╭─ Excerpt provided
Explicitly, $f_i$ and $g_i$ ($i$=1,2,3) are given in terms of
$\varphi^*_\alpha$ ($\alpha$=0,1,2,3) as
\begin{eqnarray}
f_1 &=& - \left[ \left( \frac{\lambda_\pm}{r} + \mu_\pm \upsilon
        \right) {\varphi_2^*} + \mu_\mp \upsilon \varphi_3^* \right],
\nonumber \\
f_2 &=& + \left[ \left( \frac{1}{r} - \gamma_\pm \upsilon \right)
        \varphi_1^* - \left( {\varphi_3^*}' + \frac{1}{r} \varphi_3^*
        \right) \right],  \\
f_3 &=& + \left[ \gamma_\pm \upsilon {\varphi_1^*} - \left(
        {\varphi_2^*}' + \frac{1}{r} {\varphi_2^*} \right) \right],
\nonumber \\
g_1 &=& \omega \varphi_1^* + {\varphi_0^*}', \nonumber \\
g_2 &=& \omega \varphi_2^* + \gamma_\pm \upsilon {\varphi_0^*}, \\
g_3 &=& \omega \varphi_3^* + \left( \frac{1}{r} - \gamma_\pm \upsilon
        \right) \varphi_0^*, \nonumber
\end{eqnarray}
and $\lambda_\pm$, $\mu_\pm$, and $\gamma_\pm$ are written in terms of $k$ as
\begin{equation} \renewcommand\arraystretch{1}
\begin{array}{l}
\lambda_+ = (k-1/2)(k+1/2), \\
\mu_+ = k-1/2, \\
\gamma_+ = \mu_+/\lambda_+ = 1/(k+1/2), \end{array}
\hskip 1.5cm
\begin{array}{l}
\lambda_- = (k+1/2)(k+3/2), \\
\mu_- = -(k+3/2), \\
\gamma_- = \mu_-/\lambda_- = -1/(k+1/2). \end{array}
\end{equation}
One can further derive some useful relations between them:
\begin{equation} \renewcommand\arraystretch{1.5} \begin{array}{c}
\lambda_\pm = \lambda_\mp + 2 \mu_\mp +2, \hskip 5mm
\mu_\pm = -(\mu_\mp+2), \\
\gamma_\pm = -\gamma_\mp, \hskip 5mm
\mu_\pm \gamma_\pm + \mu_\mp \gamma_\mp = 2, \hskip 5mm
\lambda_\pm + \mu_\pm = \lambda_\mp + \mu_\mp .
╰─
→ Tasks and exercises
1. In the equations excerpt, how is $\mu_+$ written in terms of $k$?
2. Pull out every line of the records that contains the string "form".
╭─ Entries shown
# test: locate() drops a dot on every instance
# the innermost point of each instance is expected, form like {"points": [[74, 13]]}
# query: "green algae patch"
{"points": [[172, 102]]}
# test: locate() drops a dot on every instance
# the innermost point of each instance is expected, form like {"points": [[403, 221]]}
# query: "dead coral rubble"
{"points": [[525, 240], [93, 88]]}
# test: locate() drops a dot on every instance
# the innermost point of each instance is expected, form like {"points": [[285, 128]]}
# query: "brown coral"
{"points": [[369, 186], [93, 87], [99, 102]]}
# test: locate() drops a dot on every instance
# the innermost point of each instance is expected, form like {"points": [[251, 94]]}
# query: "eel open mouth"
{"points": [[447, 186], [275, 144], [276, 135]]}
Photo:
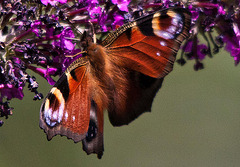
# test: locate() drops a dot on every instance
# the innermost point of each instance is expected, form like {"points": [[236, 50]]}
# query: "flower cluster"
{"points": [[40, 35]]}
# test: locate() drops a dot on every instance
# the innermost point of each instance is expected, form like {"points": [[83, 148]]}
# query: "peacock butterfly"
{"points": [[121, 75]]}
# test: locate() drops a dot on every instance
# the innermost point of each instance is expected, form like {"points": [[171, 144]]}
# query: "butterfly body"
{"points": [[121, 75]]}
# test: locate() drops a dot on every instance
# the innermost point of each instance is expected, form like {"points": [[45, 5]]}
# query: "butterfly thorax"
{"points": [[100, 71]]}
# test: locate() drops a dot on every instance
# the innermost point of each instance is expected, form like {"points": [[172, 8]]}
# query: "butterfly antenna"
╰─
→ Answers for the tasks
1. $\mu_+ = k-1/2$

2.
# the innermost point of each instance is expected, form like {"points": [[74, 13]]}
# the innermost point of each instance is expected, form like {"points": [[403, 221]]}
# the innermost point of each instance is expected, form like {"points": [[285, 128]]}
# the innermost point of each instance is expected, form like {"points": [[251, 94]]}
# the innermost point of each instance is expected, form like {"points": [[236, 50]]}
# the innermost point of each instance is expected, form like {"points": [[83, 148]]}
# the innermost point of each instance is expected, form like {"points": [[171, 144]]}
# the innermost point of each instance is expected, form like {"points": [[45, 5]]}
# the innermost point of each instance is expected, form like {"points": [[172, 8]]}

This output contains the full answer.